*Source:*

-- BEGIN --

The 5-4 decision in Janus v. AFSCME struck down a 1997 Illinois law that required non-union workers to pay fees for collective bargaining.
The plaintiff in the case, Mark Janus, is an Illinois state employee who sued the American Federation of State County and Municipal Employees (AFSCME). He contended that mandatory “agency fees” paid to the union for contract negotiations violate his free speech because the union takes actions with which he does not agree, the Washington Post reports.
These fees are not used for political purposes, but his lawyers argue that the unions’ lobbying efforts are political acts.
In a Feb. 26 essay in USA Today, Janus said the union uses his monthly fees “to promote an agenda I don’t support.” He objected to the legislation supported by the union’s lobbying arm and to politicians supported by its political arm.
The court considered the constitutionality of “fair share” or “agency” fees, SCOTUSblog reporter Amy Howe said in a June 27 opinion analysis. The decision overturned the 1977 ruling in Abood v. Detroit Board of Education.
The majority opinion, authored by Justice Samuel Alito, ruled that the mandatory agency fees violate the First Amendment. The fees mean public employees who are not union members pay for “unspecified” lobbying expenses and other services that may benefit them. This purpose is “broad enough to encompass just about anything that the union might choose to do” and if a non-member wanted to challenge a fee it would be a “laborious and difficult task” given that it is hard to distinguish what expenses non-members are required to pay and which they are not.
Alito said that the legal and economic environment has changed, with public spending, including public employee wages, benefits and pensions, showing “mounting costs.” These changes give collective bargaining a political significance that might not have been present when such fees were upheld by the Supreme Court.
Despite burdens on unions, Alito said, there have been “many billions of dollars” taken from non-members and transferred to public sector unions “in violation of the First Amendment.”

-- END --

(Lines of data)
-- BEGIN --

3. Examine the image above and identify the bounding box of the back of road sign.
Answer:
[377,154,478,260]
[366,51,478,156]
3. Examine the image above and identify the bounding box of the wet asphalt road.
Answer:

-- END --

*Set problem 1:* Print the passage of the Janus v. AFSCME text from "The plaintiff in" to "are political acts.".
*Set problem 2:* Pick up the article on the Janus v. AFSCME ruling after its final sentence and keep writing.

*Written reply 1:*
The plaintiff in the case, Mark Janus, is an Illinois state employee who sued the American Federation of State County and Municipal Employees (AFSCME). He contended that mandatory “agency fees” paid to the union for contract negotiations violate his free speech because the union takes actions with which he does not agree, the Washington Post reports.
These fees are not used for political purposes, but his lawyers argue that the unions’ lobbying efforts are political acts.

*Written reply 2:*
Justice Elena Kagan, who authored the main dissent, said previous legal precedent “struck a stable balance between public employees’ First Amendment rights and government entities’ interests in running their workforces as they thought proper.” Over 20 states have statutory schemes based on the precedent, she said, charging that the majority of justices acted “with no real clue of what will happen next – of how its action will alter public-sector labor relations.”
“It does so even though the government services affected – policing, firefighting, teaching, transportation, sanitation (and more) – affect the quality of life of tens of millions of Americans,” Kagan said.
Janus was represented by the Liberty Justice Center and the National Right to Work Legal Defense Foundation.
His case also had the support of the Becket Fund, whose own amicus brief argued that allowing government workers to opt-out of mandatory union payments protects their freedom of speech and religious freedom.
The legal group, which focuses on religious liberty concerns, argued that giving power to unions to force employees to support speech with which they disagree was a form of “coercion laundering” in which the law uses non-government organizations to coerce.
In a case summary on its website, Becket said the case could have ramifications for religious colleges and universities under private accrediting agencies that could use delegated government authority to infringe on their religious speech and practices.
The Office of General Counsel of the U.S. Conference of Catholic Bishops filed its own amicus brief in the case. It said that “right-to-work” laws eliminate the clauses that prevent “free riders” who benefit from union contracts without paying for union membership. Eliminating these clauses “dramatically weakens” unions and their bargaining power on workers’ behalf, the brief objected.
The brief cited the Church’s strong commitments to protect both the poor and vulnerable from exploitation, and to protect the right of association from governmental infringement. It invoked the Church’s historic, consistent support for workers’ rights to organize and bargain collectively. The brief cited repeated papal calls since Leo XIII’s 1891 encyclical on capital and labor, Rerum novarum, to promote “workers’ associations that can defend their rights.”
The USCCB’s brief advocated that the court leave “constitutional space” for the public policy position supported “for so long by so many bishops and bishop-led institutions” rather than “declare still another such position outside the bounds of what policymakers are permitted to implement by law.”
At the time, Bishop Paprocki objected to some news coverage of the case that depicted the legal brief as a position adopted by the U.S. bishops.
“In fact, no vote was taken on whether to file such a brief,” he said Feb. 13. “While church teaching clearly supports freedom of association and the right to form and join a union, it does not mandate coercing people to join a union or pay dues against their will.”
For Paprocki, the question of whether rights of association and free speech are helped or hurt by mandatory dues is “a matter of prudential judgment on which reasonable people can disagree as to whether the rights of association and free speech are helped or hindered by mandatory union dues.”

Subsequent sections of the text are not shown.